» **Data supplied**:
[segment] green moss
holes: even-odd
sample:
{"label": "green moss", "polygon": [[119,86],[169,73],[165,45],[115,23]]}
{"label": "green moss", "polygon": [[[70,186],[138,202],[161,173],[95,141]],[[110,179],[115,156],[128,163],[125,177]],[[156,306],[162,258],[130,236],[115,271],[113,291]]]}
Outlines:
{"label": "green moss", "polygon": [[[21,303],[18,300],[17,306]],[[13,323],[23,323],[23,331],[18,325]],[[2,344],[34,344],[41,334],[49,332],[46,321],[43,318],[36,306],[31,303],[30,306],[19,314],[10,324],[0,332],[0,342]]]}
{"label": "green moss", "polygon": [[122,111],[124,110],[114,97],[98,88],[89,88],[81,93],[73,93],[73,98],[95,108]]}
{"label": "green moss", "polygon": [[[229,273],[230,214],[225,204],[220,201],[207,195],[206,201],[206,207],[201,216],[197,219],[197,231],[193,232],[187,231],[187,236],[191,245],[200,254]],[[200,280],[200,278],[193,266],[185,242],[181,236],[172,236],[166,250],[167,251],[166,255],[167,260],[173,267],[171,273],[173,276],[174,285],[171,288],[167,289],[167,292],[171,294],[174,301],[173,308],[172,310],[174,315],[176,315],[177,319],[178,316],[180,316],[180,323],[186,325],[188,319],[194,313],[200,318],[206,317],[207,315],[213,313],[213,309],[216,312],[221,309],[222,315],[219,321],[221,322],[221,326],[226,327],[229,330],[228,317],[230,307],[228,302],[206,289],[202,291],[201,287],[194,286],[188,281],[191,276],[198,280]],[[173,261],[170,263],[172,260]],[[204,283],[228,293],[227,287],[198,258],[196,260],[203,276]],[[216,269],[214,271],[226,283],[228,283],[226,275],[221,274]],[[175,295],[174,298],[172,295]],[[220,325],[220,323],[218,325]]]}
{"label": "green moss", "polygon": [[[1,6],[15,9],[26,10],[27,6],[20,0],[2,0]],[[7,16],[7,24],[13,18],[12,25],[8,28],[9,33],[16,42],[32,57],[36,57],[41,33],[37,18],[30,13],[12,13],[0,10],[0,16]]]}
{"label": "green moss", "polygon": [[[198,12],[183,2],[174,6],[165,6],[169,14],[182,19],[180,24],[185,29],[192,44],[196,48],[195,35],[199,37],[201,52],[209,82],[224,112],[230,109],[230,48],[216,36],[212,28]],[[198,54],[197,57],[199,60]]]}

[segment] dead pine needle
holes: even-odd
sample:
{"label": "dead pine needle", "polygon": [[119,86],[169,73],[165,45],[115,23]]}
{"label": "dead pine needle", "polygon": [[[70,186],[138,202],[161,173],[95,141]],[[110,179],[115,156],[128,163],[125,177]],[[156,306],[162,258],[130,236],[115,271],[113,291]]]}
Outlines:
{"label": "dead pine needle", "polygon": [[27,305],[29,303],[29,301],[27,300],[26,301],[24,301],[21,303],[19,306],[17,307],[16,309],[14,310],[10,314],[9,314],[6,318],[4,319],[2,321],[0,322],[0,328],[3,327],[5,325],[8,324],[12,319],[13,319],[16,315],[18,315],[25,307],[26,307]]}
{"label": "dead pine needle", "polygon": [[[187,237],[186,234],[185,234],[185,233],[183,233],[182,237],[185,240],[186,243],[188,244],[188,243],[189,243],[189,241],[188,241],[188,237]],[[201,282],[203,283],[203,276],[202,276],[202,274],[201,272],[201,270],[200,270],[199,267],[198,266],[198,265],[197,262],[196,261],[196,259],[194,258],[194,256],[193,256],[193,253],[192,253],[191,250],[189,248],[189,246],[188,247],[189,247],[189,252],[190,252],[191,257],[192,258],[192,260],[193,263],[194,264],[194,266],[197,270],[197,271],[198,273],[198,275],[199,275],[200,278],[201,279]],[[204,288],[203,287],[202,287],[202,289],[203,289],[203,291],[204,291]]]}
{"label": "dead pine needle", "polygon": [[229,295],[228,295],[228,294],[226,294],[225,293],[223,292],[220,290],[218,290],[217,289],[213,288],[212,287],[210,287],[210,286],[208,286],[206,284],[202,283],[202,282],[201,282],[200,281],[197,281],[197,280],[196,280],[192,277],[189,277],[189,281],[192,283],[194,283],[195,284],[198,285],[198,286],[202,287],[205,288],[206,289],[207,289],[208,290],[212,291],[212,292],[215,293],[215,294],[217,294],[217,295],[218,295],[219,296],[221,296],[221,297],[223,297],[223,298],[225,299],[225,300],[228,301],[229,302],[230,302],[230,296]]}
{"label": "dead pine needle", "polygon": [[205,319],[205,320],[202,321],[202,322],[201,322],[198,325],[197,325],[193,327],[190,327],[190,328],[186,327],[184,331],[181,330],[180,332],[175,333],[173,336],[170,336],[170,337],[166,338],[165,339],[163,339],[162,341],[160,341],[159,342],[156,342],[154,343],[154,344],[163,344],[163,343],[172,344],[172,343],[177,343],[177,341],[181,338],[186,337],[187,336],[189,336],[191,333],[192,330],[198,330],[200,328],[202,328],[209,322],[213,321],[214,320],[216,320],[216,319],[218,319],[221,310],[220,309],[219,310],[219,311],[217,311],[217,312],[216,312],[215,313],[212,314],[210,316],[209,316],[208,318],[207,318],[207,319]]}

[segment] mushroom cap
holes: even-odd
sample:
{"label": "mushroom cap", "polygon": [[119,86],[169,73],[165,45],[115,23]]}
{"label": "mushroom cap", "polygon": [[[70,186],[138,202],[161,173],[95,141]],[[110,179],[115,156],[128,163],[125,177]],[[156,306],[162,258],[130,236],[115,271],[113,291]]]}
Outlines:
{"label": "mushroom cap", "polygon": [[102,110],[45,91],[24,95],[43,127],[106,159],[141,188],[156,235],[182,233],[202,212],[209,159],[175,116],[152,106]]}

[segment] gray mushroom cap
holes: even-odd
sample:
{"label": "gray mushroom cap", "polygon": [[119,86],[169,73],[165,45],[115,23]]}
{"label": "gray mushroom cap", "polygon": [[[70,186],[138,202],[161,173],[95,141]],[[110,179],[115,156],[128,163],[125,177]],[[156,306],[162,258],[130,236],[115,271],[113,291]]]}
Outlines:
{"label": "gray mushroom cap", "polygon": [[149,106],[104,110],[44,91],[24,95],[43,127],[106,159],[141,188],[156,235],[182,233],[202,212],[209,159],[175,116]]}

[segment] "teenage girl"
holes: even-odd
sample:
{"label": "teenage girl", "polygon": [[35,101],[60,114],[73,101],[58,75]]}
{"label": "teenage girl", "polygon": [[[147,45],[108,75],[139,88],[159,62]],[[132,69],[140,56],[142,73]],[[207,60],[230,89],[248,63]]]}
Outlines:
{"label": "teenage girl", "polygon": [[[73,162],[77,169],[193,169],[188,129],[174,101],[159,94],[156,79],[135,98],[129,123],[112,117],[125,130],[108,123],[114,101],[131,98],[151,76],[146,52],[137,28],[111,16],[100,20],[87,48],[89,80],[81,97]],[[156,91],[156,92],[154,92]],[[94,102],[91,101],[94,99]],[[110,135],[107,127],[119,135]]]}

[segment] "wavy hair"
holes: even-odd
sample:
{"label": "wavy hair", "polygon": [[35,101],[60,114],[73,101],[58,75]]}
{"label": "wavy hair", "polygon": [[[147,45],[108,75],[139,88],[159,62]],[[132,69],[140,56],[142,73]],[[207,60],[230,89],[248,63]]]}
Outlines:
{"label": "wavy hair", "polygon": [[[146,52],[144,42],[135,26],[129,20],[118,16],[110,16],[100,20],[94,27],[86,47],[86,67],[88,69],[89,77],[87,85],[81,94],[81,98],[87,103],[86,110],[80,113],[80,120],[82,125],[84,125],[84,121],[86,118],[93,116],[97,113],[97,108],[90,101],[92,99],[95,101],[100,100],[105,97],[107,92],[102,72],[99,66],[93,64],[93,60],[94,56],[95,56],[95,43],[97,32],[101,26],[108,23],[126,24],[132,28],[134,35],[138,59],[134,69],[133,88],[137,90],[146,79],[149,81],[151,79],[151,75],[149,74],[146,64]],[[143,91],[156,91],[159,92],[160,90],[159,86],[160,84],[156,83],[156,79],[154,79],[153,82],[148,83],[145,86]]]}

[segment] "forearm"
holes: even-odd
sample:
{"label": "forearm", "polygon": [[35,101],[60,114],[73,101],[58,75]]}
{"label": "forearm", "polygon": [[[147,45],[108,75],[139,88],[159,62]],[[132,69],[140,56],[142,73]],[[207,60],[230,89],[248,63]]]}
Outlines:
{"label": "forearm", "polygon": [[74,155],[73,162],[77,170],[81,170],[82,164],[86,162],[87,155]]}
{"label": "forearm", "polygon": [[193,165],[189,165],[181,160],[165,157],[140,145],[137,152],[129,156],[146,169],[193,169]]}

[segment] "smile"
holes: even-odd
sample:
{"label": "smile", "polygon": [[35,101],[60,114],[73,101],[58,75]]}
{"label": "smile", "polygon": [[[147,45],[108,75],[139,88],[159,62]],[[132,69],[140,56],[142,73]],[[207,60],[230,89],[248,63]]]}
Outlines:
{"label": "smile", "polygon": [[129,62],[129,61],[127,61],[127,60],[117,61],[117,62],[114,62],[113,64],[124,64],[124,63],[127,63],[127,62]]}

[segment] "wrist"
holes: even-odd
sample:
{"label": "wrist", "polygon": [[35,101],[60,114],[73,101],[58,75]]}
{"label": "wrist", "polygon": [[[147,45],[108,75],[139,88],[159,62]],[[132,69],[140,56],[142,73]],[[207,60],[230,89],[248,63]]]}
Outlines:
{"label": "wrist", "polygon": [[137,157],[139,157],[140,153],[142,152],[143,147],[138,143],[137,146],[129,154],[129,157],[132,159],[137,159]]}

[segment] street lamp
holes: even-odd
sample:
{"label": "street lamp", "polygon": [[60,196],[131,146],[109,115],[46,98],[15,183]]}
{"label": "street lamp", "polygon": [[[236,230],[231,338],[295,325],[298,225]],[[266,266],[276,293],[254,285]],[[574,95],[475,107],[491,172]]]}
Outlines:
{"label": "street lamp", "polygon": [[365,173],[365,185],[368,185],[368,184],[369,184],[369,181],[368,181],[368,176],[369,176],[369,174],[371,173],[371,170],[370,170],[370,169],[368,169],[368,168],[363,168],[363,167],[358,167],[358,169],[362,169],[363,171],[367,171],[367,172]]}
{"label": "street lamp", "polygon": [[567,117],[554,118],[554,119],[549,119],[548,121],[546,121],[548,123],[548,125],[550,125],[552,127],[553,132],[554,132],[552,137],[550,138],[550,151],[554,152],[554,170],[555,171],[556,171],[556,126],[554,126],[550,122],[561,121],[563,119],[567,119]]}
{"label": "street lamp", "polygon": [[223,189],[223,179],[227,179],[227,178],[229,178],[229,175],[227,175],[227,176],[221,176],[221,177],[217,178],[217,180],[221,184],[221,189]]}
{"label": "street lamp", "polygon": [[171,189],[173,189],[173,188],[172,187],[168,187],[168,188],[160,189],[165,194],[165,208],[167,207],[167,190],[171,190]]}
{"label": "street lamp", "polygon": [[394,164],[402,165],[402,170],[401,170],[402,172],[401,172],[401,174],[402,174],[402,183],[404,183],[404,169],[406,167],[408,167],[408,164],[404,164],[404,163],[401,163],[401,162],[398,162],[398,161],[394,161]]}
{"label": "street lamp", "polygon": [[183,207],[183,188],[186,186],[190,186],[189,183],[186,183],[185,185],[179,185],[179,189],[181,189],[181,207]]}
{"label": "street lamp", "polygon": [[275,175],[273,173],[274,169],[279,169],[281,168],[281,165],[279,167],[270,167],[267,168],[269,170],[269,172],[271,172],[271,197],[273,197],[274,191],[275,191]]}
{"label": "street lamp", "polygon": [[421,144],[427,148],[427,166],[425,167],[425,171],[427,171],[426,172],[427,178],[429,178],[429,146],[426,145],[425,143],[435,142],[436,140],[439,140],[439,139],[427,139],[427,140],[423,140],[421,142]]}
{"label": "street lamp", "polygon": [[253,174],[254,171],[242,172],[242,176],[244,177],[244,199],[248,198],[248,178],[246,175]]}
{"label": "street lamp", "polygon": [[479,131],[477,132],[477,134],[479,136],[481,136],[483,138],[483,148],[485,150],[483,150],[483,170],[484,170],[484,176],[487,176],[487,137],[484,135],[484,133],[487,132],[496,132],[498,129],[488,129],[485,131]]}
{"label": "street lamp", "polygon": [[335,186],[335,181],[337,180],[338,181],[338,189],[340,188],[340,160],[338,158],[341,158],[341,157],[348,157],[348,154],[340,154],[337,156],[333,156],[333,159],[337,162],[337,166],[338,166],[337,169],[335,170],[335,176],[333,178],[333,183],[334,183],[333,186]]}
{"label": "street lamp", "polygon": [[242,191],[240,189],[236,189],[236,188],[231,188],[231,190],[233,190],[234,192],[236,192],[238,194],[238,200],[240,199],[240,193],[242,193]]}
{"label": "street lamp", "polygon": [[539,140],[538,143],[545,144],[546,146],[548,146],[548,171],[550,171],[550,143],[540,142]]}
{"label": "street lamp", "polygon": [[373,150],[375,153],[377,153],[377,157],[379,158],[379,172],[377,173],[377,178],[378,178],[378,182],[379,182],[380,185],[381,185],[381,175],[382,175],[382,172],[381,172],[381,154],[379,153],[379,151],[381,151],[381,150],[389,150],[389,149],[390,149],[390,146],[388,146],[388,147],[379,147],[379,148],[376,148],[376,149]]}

» **The exercise**: How many lines of the records contain the string "segment"? Reply with the number alone.

» **Response below**: 10